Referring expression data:
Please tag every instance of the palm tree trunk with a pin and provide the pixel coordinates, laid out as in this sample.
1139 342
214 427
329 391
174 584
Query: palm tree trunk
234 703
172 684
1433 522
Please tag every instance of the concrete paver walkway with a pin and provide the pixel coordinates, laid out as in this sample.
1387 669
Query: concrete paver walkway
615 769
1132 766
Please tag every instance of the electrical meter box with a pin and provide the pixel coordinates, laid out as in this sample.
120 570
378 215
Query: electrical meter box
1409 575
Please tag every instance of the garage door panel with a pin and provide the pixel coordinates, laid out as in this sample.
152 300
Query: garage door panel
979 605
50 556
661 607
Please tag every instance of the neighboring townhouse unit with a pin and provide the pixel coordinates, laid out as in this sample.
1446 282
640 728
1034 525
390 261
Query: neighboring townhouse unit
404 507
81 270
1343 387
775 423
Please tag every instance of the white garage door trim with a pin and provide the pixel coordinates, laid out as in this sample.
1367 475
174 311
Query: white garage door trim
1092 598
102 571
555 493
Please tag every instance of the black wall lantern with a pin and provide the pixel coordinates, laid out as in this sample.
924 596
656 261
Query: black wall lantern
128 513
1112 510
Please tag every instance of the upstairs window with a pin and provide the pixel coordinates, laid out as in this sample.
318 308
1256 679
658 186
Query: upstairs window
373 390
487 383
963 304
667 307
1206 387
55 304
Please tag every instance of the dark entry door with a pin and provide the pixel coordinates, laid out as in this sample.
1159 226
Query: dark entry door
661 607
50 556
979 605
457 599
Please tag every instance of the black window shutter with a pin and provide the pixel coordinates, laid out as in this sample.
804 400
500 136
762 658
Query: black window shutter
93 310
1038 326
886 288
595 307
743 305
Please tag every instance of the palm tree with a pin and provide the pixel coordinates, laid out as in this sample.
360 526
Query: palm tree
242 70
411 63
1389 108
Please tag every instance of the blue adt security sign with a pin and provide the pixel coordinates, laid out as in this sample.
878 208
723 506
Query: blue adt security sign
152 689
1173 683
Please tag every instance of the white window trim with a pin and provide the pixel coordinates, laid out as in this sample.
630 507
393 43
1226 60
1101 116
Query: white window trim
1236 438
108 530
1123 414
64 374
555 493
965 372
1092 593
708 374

> Prompt
Exactly as they are written, print the entries again.

> Response
Please tag every instance of the palm tree trunk with a pin and provide the pixel coordinates, laid out as in this sample.
1139 342
214 427
329 391
174 584
Query: palm tree trunk
234 703
172 684
1433 522
Please tag every instance of the concrete paver walkway with a pin and provide the pixel coordinates, laid out as in this sample.
1387 669
Query: concrete paver walkway
615 769
1132 766
Please tag every instance of the electrical meter box with a pin and provide the pixel coordinates, laid out as in this sample.
120 570
378 215
Query: electrical meter box
1409 575
Please tag every instance of the garage door panel with a pin and provide the pixel coordinates, laid out as in this sample.
152 300
Query: garage door panel
979 605
50 556
661 607
Please tag every instance of the neighboring townhouse unit with a pin and provide the pixel coordinates, laid out as in this sample.
1446 282
640 728
1034 525
390 261
Query: neighboring townhouse unit
404 507
81 270
1343 387
775 423
Please tag every instance of the white garage door trim with a pin and provide the pixel coordinates, laid out as in this sample.
1367 475
174 311
Query: white garage door trim
1092 598
102 571
555 493
Please tag every instance of the black wall lantern with a pin and provide the pixel coordinates, laid out as in this sample.
924 596
656 261
Query: black wall lantern
128 513
1112 510
Please tag every instance of the upstairs window with a pin and provide the pixel coordinates, laid out as in this sample.
318 308
1256 679
658 186
Query: upstairs window
373 390
487 383
963 304
667 307
1206 387
55 304
Please tag every instance of the dark entry door with a pin and provide the pixel coordinates, laid out as in this sample.
1159 226
Query: dark entry door
661 607
50 556
979 605
457 599
Please tag every instance of the black window shutter with a pin and provide the pixel coordinates, laid out as in this sample.
804 400
500 136
762 658
Query: black window shutter
93 310
1038 326
886 288
595 307
743 305
Please tag every instance of the palm tree with a pin and provide the pixel coordinates, laid out as in this sample.
360 526
Query: palm tree
242 70
411 63
1389 108
Please tag every instance of the blue adt security sign with a pin and provide the pixel coordinates, laid out as in this sample.
878 208
723 506
Query: blue adt security sign
152 689
1173 683
Please tag every instance of the white window trim with a pin and provide the pixel coordinates, laid out as in this sample.
630 507
393 43
1226 60
1101 116
Query: white window trim
1236 438
108 530
1123 414
64 374
555 493
965 372
1092 593
708 374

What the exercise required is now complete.